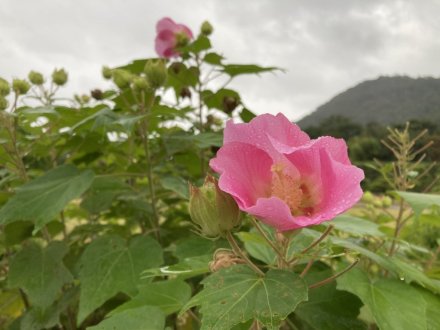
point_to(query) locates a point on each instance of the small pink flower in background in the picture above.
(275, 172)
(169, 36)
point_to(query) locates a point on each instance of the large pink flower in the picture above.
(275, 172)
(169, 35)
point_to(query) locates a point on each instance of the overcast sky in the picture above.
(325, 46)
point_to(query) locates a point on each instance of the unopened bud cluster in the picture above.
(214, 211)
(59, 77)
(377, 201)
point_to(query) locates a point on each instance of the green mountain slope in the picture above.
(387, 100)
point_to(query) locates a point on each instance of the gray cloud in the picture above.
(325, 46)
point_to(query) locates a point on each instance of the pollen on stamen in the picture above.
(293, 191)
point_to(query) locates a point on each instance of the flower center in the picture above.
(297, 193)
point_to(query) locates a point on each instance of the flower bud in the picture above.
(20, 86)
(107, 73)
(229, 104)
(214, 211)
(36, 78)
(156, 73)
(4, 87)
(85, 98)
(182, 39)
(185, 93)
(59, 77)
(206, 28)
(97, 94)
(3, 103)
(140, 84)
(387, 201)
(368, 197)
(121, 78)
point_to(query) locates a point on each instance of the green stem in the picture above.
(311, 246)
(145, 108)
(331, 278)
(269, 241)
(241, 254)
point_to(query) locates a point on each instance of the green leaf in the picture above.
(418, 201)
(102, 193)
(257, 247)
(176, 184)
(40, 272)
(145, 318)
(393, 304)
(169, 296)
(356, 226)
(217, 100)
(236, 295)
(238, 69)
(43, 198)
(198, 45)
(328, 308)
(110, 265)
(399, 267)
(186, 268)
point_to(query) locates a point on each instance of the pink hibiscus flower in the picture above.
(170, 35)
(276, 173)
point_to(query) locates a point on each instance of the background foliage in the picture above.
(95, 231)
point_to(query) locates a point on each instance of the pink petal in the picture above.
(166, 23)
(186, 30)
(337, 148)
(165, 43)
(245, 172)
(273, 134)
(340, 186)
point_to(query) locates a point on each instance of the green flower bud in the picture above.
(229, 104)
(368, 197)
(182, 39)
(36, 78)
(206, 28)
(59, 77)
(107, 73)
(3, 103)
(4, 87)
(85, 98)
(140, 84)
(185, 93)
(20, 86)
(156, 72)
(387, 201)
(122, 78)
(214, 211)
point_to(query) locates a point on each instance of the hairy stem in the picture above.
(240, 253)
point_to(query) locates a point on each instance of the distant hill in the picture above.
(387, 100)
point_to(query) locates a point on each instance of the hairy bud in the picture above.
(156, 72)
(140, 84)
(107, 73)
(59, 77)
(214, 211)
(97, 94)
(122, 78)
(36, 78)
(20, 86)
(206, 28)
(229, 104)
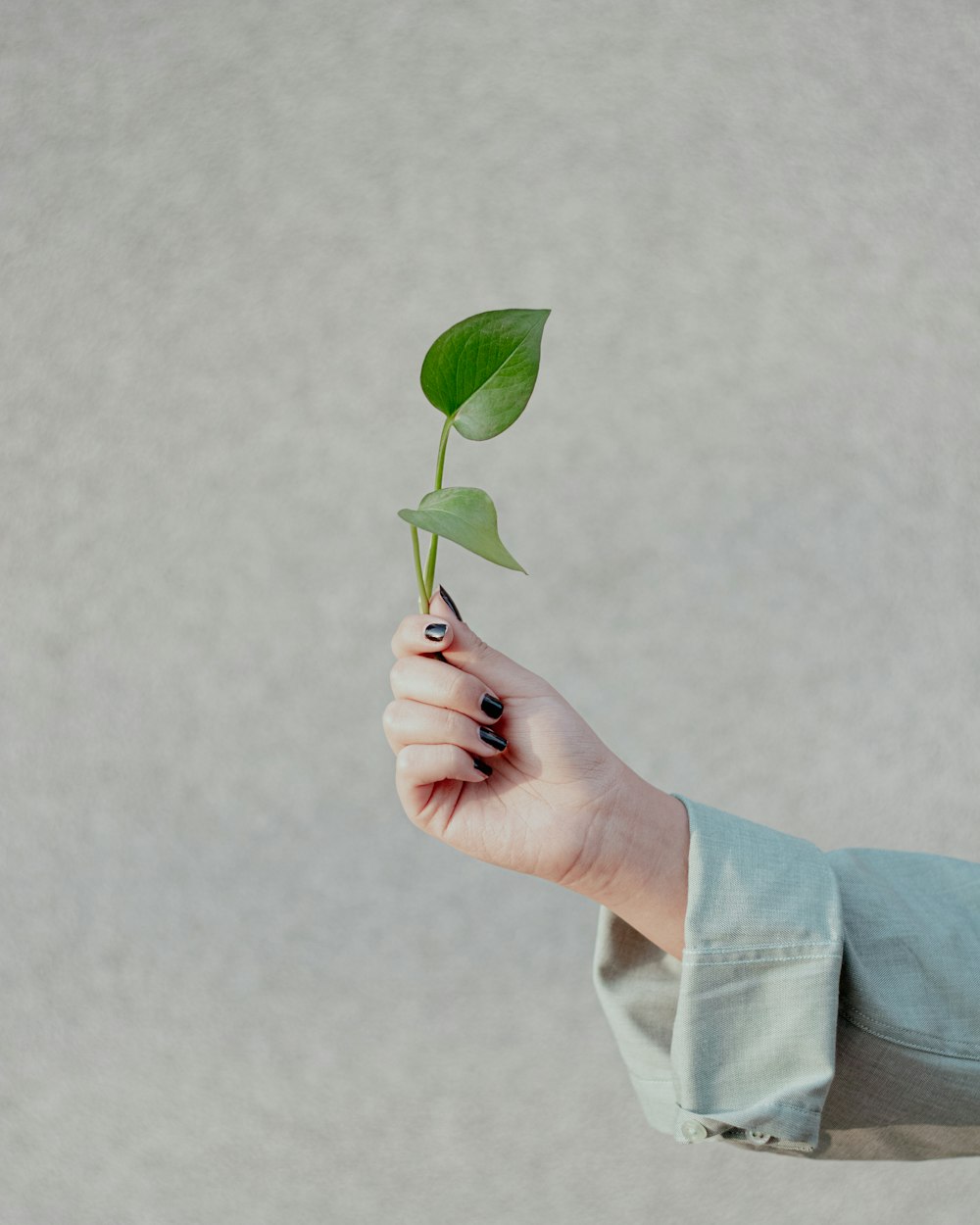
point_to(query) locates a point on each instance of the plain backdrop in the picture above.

▸ Problem:
Word for word, give the data above again, without any images.

▸ Result for this exercise:
point_to(query) locates a point on each instance of the small pink flower in background in the picture above.
(275, 172)
(169, 36)
point_to(query) locates a point on each instance of the large pink flower in the picture above.
(275, 172)
(169, 35)
point_to(query) locates a point on each instance of the overcast sky in the picture above.
(325, 46)
point_to(query) locates a point on each instance of the unopened bud cluster in the picture above.
(214, 211)
(59, 77)
(377, 201)
point_to(query) locates a point on each instance of the green mountain slope in the picture above.
(387, 100)
point_to(query) locates a point on each instance of the gray cloud in the picture above.
(325, 46)
point_to(query) locates a point on each instance of the pollen on stamen in the picture above.
(293, 191)
point_to(query) locates a point on each instance of the flower center in the picture above.
(297, 193)
point_to(query) locates a point on each instance of the flower bud in the picture above.
(20, 86)
(107, 73)
(229, 104)
(214, 211)
(36, 78)
(156, 73)
(4, 87)
(85, 98)
(182, 39)
(185, 93)
(59, 77)
(206, 28)
(97, 94)
(3, 103)
(140, 84)
(387, 201)
(368, 197)
(121, 78)
point_to(query) locates a point on each instance of the green stem in the picture above.
(311, 246)
(145, 108)
(331, 278)
(269, 241)
(241, 254)
point_to(query) locates a point on each instance of the green leaf in the picture above.
(418, 201)
(102, 193)
(257, 247)
(176, 184)
(40, 272)
(145, 318)
(393, 304)
(169, 296)
(356, 226)
(217, 100)
(236, 295)
(238, 69)
(43, 198)
(198, 45)
(328, 308)
(110, 265)
(399, 267)
(186, 268)
point_to(query) locates a point on each instance of the pink hibiscus flower in the picture above.
(170, 35)
(276, 173)
point_to(query) locates a point on each instance of the background foliage in the picture above.
(95, 231)
point_to(query) locates a point on each instance of the pink petal in the picture above.
(166, 23)
(186, 30)
(337, 148)
(165, 43)
(245, 172)
(273, 134)
(340, 186)
point_to(query) locates a point on each instance of the green flower bud in the picture above.
(229, 104)
(368, 197)
(182, 39)
(36, 78)
(206, 28)
(59, 77)
(107, 73)
(3, 103)
(4, 87)
(85, 98)
(140, 84)
(185, 93)
(20, 86)
(156, 72)
(387, 201)
(122, 78)
(214, 211)
point_to(query) locates a point on each instance of the hairy stem in the picture above.
(240, 253)
point_to(query) locates a point on each instance of the distant hill in the picture above.
(387, 100)
point_to(query) locates a point on each instance of the hairy bud in the picture above.
(156, 72)
(140, 84)
(107, 73)
(59, 77)
(214, 211)
(97, 94)
(122, 78)
(36, 78)
(20, 86)
(206, 28)
(229, 104)
point_to(query) locates a point on each instance of the plain backdrop in the picture above.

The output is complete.